§ **AIM OF THE EXERCISE**: Write every line of the material out exactly as shown.
◆ ◆ ◆ ◆ ◆ ◆ ◆
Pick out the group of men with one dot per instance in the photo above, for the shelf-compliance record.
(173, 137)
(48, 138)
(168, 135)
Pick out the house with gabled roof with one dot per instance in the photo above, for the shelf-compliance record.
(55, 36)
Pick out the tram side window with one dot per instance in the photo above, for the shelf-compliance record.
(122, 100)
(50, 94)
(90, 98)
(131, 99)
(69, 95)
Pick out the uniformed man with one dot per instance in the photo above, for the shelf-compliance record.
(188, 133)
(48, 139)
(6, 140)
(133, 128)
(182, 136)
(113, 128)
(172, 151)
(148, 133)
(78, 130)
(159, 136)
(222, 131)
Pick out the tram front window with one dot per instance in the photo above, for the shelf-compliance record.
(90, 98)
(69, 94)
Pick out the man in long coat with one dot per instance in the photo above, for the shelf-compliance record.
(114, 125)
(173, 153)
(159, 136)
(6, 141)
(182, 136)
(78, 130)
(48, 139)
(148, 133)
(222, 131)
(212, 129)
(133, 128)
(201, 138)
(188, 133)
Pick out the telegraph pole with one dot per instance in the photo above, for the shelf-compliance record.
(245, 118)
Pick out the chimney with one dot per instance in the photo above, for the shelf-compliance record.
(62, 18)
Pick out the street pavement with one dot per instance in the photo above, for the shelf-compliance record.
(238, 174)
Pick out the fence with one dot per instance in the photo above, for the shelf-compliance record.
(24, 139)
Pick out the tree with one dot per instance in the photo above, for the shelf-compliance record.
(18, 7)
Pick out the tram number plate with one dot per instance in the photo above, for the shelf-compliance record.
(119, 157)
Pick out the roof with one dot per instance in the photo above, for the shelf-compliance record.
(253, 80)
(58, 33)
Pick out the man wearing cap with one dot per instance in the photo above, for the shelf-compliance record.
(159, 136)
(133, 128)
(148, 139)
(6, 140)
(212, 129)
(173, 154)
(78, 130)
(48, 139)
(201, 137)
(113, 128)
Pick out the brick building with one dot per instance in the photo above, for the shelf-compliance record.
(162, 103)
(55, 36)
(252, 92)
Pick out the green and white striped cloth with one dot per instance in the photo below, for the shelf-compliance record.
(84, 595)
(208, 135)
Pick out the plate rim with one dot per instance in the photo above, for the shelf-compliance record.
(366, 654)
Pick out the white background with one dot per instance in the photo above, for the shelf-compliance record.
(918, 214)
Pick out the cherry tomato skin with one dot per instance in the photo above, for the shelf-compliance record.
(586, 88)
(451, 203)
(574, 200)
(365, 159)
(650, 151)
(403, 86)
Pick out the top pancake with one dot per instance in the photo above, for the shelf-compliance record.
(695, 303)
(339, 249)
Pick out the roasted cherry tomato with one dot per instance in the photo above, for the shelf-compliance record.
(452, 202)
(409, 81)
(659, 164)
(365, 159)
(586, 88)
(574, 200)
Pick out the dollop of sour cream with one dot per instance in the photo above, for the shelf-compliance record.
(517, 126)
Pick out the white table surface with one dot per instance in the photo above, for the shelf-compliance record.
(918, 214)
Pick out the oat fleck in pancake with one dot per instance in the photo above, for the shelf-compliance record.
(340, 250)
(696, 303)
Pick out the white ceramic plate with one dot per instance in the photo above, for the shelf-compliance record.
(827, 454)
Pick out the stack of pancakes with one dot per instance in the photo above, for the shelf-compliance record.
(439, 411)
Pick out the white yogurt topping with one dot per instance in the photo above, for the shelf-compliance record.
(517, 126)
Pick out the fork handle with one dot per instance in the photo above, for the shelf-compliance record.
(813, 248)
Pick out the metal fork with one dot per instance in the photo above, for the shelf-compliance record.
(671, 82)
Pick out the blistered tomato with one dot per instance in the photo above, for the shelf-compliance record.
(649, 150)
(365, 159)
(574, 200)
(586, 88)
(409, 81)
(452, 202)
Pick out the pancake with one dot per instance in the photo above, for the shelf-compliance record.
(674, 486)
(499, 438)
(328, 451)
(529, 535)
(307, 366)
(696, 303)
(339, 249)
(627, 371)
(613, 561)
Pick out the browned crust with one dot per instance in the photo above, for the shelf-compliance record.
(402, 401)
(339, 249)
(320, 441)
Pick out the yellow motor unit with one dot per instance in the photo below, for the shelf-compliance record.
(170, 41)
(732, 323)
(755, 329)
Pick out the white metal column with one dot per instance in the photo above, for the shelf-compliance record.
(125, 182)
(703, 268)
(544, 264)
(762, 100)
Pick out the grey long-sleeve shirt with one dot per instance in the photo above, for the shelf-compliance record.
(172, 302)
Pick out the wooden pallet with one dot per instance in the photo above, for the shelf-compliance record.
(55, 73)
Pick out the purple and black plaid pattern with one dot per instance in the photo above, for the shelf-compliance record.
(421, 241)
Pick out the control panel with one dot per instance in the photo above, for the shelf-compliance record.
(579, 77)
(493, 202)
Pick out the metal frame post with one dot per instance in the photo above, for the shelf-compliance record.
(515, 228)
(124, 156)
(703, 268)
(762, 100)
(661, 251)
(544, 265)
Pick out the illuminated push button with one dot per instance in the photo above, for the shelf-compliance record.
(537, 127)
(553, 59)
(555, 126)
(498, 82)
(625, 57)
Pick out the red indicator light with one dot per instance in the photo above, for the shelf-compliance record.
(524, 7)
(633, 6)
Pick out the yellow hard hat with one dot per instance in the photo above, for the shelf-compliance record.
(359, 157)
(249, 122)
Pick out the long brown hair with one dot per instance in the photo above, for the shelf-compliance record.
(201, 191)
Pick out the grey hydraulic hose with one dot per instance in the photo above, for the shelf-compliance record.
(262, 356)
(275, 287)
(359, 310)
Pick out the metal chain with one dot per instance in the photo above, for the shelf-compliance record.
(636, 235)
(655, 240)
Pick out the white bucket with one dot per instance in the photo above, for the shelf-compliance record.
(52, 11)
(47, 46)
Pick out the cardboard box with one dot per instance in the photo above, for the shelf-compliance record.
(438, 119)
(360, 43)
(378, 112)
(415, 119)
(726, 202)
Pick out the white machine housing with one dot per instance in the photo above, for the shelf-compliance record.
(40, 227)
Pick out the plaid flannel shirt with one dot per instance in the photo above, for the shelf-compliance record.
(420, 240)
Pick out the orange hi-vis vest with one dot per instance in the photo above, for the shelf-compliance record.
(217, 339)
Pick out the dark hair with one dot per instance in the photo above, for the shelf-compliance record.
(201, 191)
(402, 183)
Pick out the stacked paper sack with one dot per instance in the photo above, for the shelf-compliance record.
◆ ◆ ◆ ◆ ◆ ◆ ◆
§ **TASK SOLUTION**:
Pick out the group of men with one dot per instance in the photo above, for the shelf-compliance record.
(173, 137)
(48, 138)
(168, 135)
Pick out the house with gabled roof with one dot per instance in the photo above, for the shelf-compliance record.
(55, 36)
Pick out the tram side window with one dot per instance in the photo above, for the shelf-compliance record.
(122, 100)
(50, 94)
(90, 98)
(131, 99)
(69, 95)
Pick out the uniformed man with one dot per instance in the photo above, for the shelf-compliance record.
(188, 133)
(48, 139)
(6, 140)
(133, 128)
(182, 136)
(113, 128)
(172, 151)
(148, 133)
(78, 130)
(159, 136)
(222, 131)
Pick out the tram front window with one dot per instance in the photo above, for the shelf-compliance record.
(90, 98)
(69, 94)
Pick out the man in long coat with one dot per instance in the photo above, for the shelf-compliance record.
(114, 125)
(173, 153)
(159, 136)
(6, 141)
(182, 136)
(78, 130)
(48, 139)
(148, 133)
(222, 131)
(212, 129)
(133, 128)
(201, 138)
(188, 133)
Pick out the telegraph pole with one dot per instance in the photo above, for the shelf-compliance record.
(245, 118)
Pick out the chimney with one dot per instance in the photo above, for the shelf-compliance record.
(62, 18)
Pick out the street pavement with one dot per instance in the photo above, for the shelf-compliance record.
(238, 174)
Pick out the fence with one dot per instance in the photo above, for the shelf-compliance record.
(24, 139)
Pick out the tree with one dot per instance in the photo above, for the shelf-compliance record.
(18, 7)
Pick out the tram number plate with one dot per instance in the photo above, for the shelf-compliance record.
(119, 157)
Pick out the roof with one dot per instance in the photo above, for the shelf-compliance record.
(253, 80)
(58, 33)
Pick out the man wearing cap with one dot per instance in the photo above, for the shelf-compliance record.
(159, 136)
(133, 128)
(148, 139)
(6, 140)
(212, 129)
(173, 154)
(78, 130)
(48, 139)
(201, 137)
(113, 128)
Pick out the brick building with one dot per instance in the photo above, for the shelf-compliance record.
(162, 103)
(55, 36)
(252, 92)
Pick out the green and white striped cloth with one dot per instance in the photo below, for the shelf-compliance record.
(84, 595)
(208, 135)
Pick out the plate rim with one dot per instance in the photo above, for the shelf-compliance record.
(366, 654)
Pick out the white background with one dot per instance in the photo above, for the shelf-compliance record.
(918, 214)
Pick out the cherry tomato skin with one dot per instance in the photo above, for the shelf-compliance record.
(586, 88)
(451, 203)
(574, 200)
(365, 159)
(650, 151)
(403, 86)
Pick out the top pancake with one dot per instance in the photo above, for the shelf-compliance record.
(695, 303)
(339, 249)
Pick out the roasted cherry tomato with one dot per instance in the photo above, for the shelf-compliance record.
(452, 202)
(409, 81)
(659, 164)
(365, 159)
(586, 88)
(574, 200)
Pick out the dollop of sour cream with one dot per instance in the photo above, for the shelf-compliance record.
(517, 126)
Pick out the white table surface with one dot per instance in the photo above, for the shelf-compliance record.
(918, 214)
Pick out the oat fleck in pancake with one dot per instance in the photo above, for the shelf-compliance record.
(340, 250)
(696, 303)
Pick out the white ceramic plate with one dot per instance in the photo above, for the shelf-compliance record.
(827, 454)
Pick out the stack of pancakes with one dot per instance in the photo above, for the shelf-compliance record.
(439, 411)
Pick out the white yogurt topping with one dot per instance in the photo above, for the shelf-compliance record.
(517, 126)
Pick out the fork handle with one dot per instance in the photo above, for the shelf-compliance record.
(813, 248)
Pick out the metal fork with one dot per instance in the photo above, for the shelf-compliance record.
(671, 82)
Pick out the blistered tomato with one dot per instance in the photo above, for the shelf-compliance record.
(649, 150)
(365, 159)
(574, 200)
(586, 88)
(409, 81)
(452, 202)
Pick out the pancake with one dot per instance in the photo above, for the shelf-compliance record.
(674, 486)
(499, 438)
(328, 451)
(529, 535)
(307, 366)
(696, 303)
(339, 249)
(627, 371)
(613, 561)
Pick out the browned crust with one dot per instance in the photo above, for the shelf-compliance record.
(402, 401)
(339, 249)
(320, 441)
Pick out the yellow motor unit with one dot per instance in the photo below, for the shelf-compliance record.
(170, 41)
(732, 323)
(755, 329)
Pick out the white metal column with one dot per instance in the photo above, for the shelf-compliance record.
(125, 182)
(703, 268)
(544, 264)
(762, 100)
Pick out the grey long-sleeve shirt with one dot per instance in the photo above, for the shelf-compliance record.
(172, 302)
Pick out the wooden pallet with one dot per instance in the photo above, for the shelf-compliance record.
(55, 73)
Pick out the purple and black plaid pattern with one dot per instance in the photo above, for the shelf-compliance record.
(421, 241)
Pick out the control panel with one dot per instance in the photo above, for the shelf-compliance record.
(579, 77)
(493, 202)
Pick out the metal frame post with one dot per instance in the photo above, for the shelf-compliance record.
(515, 228)
(124, 156)
(703, 268)
(762, 100)
(661, 251)
(544, 265)
Pick out the illuminated push button with one dot per instance in the photo above, for the shelf-compliance record.
(537, 127)
(553, 59)
(555, 126)
(498, 82)
(625, 57)
Pick out the red indicator light with one dot per instance in the photo above, for the shelf-compliance record.
(524, 7)
(633, 6)
Pick out the yellow hard hat with one dot per instance in the photo above, for the shelf-compliance record.
(359, 157)
(249, 122)
Pick out the long brown hair with one dot per instance in the photo above, for the shelf-compliance record.
(201, 191)
Pick out the grey hydraulic hose with one dot per instance in the photo above, for the shelf-compliance record.
(262, 356)
(275, 287)
(359, 310)
Pick out the metal chain with one dot per instance in the photo above, for the shelf-compliance record.
(636, 235)
(655, 240)
Pick out the white bucket with one dot per instance in the photo above, for the shelf-compliance record.
(52, 11)
(47, 46)
Pick out the cardboard box with one dot per instance in the photo above, for the shelf-compliance record.
(438, 119)
(360, 43)
(378, 112)
(415, 119)
(726, 202)
Pick out the white machine housing with one dot per instance in the photo above, for the shelf-compliance record.
(40, 227)
Pick out the plaid flannel shirt with one dot per instance in the photo above, for the shelf-compliance record.
(420, 240)
Pick out the orange hi-vis vest with one dot per instance in the photo above, for the shelf-compliance record.
(217, 339)
Pick out the dark hair with one dot per instance in the photo above, for the shelf-compliance record.
(201, 191)
(402, 183)
Pick out the stacked paper sack with one dot per instance in the photo above, for the shelf-compliance record.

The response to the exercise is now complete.